- [EXERCISE OBJECTIVE]: How many lines in the material below contain the word "front"? Give only the number.

- [AVAILABLE RECORDS]:

## START

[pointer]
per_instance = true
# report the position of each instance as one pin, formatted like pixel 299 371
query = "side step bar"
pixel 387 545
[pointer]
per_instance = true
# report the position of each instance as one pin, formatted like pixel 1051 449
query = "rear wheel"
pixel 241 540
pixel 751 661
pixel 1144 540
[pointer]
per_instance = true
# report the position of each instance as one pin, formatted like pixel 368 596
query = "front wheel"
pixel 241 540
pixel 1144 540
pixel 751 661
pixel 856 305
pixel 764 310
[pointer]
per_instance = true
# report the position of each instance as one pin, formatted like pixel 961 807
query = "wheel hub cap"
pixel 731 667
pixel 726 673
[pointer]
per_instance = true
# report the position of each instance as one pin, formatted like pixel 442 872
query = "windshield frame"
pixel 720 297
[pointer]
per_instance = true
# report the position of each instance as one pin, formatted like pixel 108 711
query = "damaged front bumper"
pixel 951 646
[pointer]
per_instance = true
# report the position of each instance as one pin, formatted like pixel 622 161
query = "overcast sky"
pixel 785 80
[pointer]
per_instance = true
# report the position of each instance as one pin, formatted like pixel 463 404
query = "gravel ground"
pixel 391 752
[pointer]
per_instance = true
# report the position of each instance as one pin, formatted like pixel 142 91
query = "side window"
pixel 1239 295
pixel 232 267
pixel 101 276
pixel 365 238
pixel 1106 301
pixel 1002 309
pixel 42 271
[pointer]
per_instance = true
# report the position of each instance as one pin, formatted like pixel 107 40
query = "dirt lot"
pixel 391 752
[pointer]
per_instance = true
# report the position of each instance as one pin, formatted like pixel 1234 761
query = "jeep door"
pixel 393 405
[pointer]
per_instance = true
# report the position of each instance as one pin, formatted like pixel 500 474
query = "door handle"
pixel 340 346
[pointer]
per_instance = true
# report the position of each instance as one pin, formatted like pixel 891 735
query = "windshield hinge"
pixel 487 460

## END

- [RESULT BELOW]: 2